__Text for analysis__.
—————
The Absence of Alarm

Anger scares me. A lot. In fact, it terrifies me. It has for years. Thanks to my mom and my brother who both turned to anger when, and if, they showed an emotion. And it scared me.

Actually, to be honest, they didn’t show anger as much as they showed rage. Things would always get very yell-y and confrontational and on more than one occasion, things would get physical. And yes, I mean abuse.

For years whenever I would be around anger, whether my family or total strangers, I would automatically freeze and put myself on alert. I could be at the grocery store, at a restaurant, on the bus, it doesn’t matter if I hear that lilt that the voice makes when things are starting to get heated, my anger antenna has already zeroed in on the pending confrontation and as duly notified my fight-flight-freeze system.

Since I have had more than thirty years of practice with this radar, it has become very finely tuned. I could probably tell you things are getting heated between any two people even before they realize it.

In some ways, this sensitivity has been a blessing because it has kept me away, and relatively safe (most of the time) from my family and even some strangers when things are starting to get heated. Avoiding any conflict and some physical danger. It’s not 100% foolproof but it’s helped more times than I can count.
—————
[Text-to-region grounding data]

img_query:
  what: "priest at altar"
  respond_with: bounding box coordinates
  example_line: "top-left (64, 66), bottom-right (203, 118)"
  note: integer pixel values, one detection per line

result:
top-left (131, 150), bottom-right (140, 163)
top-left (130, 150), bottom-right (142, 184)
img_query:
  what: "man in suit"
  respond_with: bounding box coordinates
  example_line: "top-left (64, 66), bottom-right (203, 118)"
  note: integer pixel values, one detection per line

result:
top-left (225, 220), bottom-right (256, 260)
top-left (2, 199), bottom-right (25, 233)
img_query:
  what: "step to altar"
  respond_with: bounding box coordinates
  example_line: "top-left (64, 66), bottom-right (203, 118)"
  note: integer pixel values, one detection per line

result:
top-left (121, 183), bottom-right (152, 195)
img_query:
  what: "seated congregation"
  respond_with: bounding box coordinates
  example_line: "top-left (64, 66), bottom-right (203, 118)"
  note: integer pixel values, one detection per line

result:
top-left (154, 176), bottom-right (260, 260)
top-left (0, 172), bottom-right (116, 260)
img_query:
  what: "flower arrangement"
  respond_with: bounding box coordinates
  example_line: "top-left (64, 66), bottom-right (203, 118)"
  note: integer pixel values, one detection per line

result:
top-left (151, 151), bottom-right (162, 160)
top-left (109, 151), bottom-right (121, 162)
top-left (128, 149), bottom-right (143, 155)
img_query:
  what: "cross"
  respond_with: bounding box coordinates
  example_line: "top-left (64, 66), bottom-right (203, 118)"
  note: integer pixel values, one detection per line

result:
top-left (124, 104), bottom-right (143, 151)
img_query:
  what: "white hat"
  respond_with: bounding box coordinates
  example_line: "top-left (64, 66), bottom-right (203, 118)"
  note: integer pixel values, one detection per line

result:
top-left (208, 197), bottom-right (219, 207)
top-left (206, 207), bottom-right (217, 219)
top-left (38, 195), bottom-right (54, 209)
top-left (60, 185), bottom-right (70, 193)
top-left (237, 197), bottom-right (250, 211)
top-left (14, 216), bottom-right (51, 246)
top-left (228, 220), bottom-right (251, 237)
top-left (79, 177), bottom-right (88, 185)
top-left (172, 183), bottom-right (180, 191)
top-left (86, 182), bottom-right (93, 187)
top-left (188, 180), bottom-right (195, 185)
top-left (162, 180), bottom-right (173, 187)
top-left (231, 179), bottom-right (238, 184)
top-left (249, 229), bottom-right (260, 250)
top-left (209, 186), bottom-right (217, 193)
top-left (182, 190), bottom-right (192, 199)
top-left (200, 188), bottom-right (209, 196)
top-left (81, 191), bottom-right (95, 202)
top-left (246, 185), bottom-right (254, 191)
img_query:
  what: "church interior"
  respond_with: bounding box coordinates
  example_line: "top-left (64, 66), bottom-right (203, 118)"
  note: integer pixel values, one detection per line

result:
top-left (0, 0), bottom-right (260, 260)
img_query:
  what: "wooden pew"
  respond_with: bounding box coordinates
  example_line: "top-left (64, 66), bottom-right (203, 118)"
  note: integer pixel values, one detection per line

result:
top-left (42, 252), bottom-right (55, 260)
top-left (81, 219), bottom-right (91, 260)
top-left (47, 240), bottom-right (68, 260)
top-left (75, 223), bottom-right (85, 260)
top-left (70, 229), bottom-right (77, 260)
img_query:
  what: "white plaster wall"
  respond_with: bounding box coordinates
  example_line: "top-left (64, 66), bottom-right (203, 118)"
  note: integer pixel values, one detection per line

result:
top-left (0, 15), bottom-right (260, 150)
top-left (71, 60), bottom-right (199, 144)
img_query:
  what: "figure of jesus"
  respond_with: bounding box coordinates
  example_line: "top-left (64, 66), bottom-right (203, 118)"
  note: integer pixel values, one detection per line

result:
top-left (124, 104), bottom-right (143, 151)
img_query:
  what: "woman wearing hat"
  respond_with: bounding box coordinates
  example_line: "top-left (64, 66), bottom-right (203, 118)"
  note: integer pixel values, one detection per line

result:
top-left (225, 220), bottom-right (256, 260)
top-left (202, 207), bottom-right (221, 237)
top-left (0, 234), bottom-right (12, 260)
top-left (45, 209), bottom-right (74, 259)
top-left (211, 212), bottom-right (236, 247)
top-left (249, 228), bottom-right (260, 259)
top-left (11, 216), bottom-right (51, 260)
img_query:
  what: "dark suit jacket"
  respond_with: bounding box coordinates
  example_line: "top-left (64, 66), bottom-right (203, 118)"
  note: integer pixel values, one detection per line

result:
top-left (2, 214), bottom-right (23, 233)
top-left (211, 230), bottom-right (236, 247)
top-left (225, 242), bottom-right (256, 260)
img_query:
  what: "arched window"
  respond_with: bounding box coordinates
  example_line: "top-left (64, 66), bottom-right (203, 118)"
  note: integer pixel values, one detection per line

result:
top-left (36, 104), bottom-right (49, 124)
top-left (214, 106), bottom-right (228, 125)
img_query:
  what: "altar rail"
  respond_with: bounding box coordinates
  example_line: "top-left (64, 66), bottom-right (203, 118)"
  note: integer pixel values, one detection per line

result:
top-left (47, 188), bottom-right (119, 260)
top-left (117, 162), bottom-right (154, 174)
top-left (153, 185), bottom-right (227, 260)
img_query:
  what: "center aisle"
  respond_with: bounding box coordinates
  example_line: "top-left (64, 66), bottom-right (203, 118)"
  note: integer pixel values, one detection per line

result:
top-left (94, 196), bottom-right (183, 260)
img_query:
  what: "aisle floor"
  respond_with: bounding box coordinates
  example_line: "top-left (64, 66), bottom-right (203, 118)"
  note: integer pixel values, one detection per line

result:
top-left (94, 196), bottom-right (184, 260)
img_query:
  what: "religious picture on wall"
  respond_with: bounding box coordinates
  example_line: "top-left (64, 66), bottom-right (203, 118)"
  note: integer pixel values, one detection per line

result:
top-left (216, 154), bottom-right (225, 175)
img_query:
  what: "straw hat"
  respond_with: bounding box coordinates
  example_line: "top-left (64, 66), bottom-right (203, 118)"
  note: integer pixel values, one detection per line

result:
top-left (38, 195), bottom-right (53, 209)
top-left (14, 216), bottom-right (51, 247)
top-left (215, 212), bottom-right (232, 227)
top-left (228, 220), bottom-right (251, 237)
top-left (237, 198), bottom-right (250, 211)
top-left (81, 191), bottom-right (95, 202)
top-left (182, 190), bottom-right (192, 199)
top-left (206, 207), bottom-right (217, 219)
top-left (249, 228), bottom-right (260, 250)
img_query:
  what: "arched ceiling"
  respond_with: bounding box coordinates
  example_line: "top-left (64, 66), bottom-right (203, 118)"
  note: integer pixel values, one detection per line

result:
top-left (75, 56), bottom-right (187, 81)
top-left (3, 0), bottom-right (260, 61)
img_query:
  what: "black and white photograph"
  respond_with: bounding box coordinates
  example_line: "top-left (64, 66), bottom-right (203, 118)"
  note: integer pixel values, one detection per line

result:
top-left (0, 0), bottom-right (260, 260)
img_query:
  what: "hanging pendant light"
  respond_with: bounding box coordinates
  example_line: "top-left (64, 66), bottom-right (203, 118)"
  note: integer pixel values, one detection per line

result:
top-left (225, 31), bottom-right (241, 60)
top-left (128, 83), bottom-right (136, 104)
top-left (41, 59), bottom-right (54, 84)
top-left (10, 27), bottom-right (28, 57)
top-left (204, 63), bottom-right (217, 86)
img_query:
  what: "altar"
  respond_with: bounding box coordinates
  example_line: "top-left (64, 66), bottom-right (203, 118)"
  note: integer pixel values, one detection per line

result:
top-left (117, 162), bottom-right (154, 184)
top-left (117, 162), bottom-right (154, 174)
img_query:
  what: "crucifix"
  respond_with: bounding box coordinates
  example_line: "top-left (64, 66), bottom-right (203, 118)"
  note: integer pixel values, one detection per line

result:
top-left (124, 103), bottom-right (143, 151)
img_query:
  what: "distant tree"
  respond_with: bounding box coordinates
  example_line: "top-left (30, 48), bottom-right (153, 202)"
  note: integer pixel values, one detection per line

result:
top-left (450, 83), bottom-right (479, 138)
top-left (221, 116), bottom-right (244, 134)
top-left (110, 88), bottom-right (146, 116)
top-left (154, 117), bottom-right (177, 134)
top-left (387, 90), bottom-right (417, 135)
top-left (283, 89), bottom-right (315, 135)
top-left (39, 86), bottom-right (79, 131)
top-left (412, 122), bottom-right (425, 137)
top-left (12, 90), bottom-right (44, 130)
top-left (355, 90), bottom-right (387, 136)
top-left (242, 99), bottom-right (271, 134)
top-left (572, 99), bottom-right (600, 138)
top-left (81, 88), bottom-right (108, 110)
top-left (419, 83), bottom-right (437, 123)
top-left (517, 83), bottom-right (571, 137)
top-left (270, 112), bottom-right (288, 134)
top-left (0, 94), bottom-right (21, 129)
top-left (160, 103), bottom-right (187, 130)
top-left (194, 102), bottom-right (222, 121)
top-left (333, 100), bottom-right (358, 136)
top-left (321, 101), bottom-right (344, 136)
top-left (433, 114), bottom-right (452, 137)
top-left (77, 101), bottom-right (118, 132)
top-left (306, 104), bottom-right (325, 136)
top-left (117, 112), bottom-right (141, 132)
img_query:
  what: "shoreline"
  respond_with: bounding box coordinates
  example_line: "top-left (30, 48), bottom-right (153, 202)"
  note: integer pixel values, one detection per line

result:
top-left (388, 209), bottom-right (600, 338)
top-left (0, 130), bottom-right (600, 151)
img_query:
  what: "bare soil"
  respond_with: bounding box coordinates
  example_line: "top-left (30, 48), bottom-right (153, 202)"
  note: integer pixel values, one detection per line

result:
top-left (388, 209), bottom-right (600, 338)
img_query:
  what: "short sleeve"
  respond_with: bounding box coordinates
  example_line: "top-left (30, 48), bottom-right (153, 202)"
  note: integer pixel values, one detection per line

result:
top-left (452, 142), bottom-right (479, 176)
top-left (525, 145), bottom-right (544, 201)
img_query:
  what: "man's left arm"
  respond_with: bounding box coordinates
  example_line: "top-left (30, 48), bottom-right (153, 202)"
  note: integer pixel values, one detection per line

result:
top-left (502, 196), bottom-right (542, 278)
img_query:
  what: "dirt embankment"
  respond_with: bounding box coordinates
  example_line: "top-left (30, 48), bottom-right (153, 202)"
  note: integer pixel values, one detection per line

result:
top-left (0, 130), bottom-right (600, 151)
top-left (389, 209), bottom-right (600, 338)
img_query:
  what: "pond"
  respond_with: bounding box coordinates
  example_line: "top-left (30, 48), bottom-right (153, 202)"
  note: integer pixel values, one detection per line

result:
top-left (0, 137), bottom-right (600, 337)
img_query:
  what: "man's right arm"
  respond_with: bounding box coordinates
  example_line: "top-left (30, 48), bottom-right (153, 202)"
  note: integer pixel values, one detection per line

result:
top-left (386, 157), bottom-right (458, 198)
—————
__Problems to solve__.
**1)** Answer these questions from the essay about anger:
(a) Which two family members turned to anger when they showed an emotion?
(b) How many years of practice does the narrator say they have had with this radar?
(c) What three places does the narrator name as places they could be when they hear a voice starting to get heated?
**2)** Do these statements agree with the essay about anger? For each, answer yes or no and quote the deciding words.
(a) The narrator considers their sensitivity to anger completely foolproof.
(b) The family's confrontations sometimes became physical.
(c) The narrator reacts only to anger coming from family members.

__Answer list__.
**1)**
(a) The narrator's mom and brother.
(b) More than thirty years.
(c) The grocery store, a restaurant and the bus.

**2)**
(a) No: "It’s not 100% foolproof but it’s helped more times than I can count."
(b) Yes: "on more than one occasion, things would get physical."
(c) No: "whether my family or total strangers, I would automatically freeze and put myself on alert."